> [Exercise input]
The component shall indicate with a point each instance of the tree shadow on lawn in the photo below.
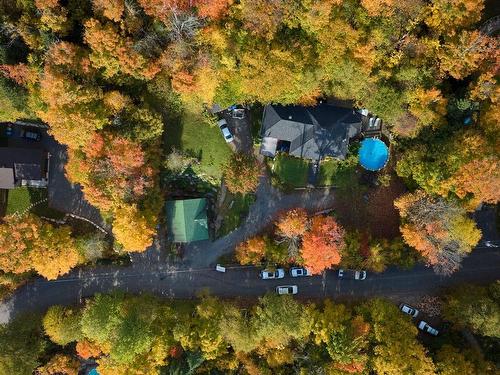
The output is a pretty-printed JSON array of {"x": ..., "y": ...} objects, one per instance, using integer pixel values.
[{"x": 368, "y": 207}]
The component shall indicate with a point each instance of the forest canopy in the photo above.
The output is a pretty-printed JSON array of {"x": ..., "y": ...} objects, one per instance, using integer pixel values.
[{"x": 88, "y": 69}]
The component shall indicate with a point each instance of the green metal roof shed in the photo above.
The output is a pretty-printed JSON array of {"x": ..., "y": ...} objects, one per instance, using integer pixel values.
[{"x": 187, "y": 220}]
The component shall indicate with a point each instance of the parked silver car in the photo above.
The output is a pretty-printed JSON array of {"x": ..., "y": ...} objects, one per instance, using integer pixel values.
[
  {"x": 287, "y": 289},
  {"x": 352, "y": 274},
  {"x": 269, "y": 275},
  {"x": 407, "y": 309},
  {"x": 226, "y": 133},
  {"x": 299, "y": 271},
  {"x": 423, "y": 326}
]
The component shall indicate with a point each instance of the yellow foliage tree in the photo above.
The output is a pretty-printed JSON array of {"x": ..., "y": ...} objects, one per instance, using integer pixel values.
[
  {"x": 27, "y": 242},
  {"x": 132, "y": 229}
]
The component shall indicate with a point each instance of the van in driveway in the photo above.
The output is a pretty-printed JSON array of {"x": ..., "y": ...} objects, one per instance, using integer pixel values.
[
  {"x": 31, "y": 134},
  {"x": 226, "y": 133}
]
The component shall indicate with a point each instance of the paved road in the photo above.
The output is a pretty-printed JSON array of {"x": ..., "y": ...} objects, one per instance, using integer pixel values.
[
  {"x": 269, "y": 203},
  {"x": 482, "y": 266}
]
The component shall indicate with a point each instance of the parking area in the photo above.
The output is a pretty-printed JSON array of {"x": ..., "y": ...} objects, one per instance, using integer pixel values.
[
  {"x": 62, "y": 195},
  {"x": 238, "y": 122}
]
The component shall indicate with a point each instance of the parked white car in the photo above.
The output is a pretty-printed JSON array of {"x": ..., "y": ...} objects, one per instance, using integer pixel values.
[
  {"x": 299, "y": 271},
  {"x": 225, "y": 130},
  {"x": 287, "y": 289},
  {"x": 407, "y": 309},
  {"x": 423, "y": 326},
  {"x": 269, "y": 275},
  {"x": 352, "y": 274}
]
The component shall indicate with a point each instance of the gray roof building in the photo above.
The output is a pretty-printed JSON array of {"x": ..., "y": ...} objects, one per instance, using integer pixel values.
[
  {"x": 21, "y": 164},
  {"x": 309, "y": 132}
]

> [Written exercise]
Duplicate the entries without changes, beginning at the line that contains "white car in the photo above." and continuing through the end of the entries.

> [The output]
The component shall indicate with a point each instance of the parked white car in the photo above.
The output is a pretty-printed JSON array of {"x": ..., "y": ...} objects, one per instance, using integer pixel values.
[
  {"x": 299, "y": 271},
  {"x": 225, "y": 130},
  {"x": 287, "y": 289},
  {"x": 407, "y": 309},
  {"x": 423, "y": 326},
  {"x": 269, "y": 275},
  {"x": 352, "y": 274}
]
The component shall indicate with a point each instance of the gray roof building in the photo above.
The output is a pretty-printed JSON array of {"x": ..., "y": ...} objects, one per instance, using integer pixel values.
[
  {"x": 21, "y": 164},
  {"x": 309, "y": 132}
]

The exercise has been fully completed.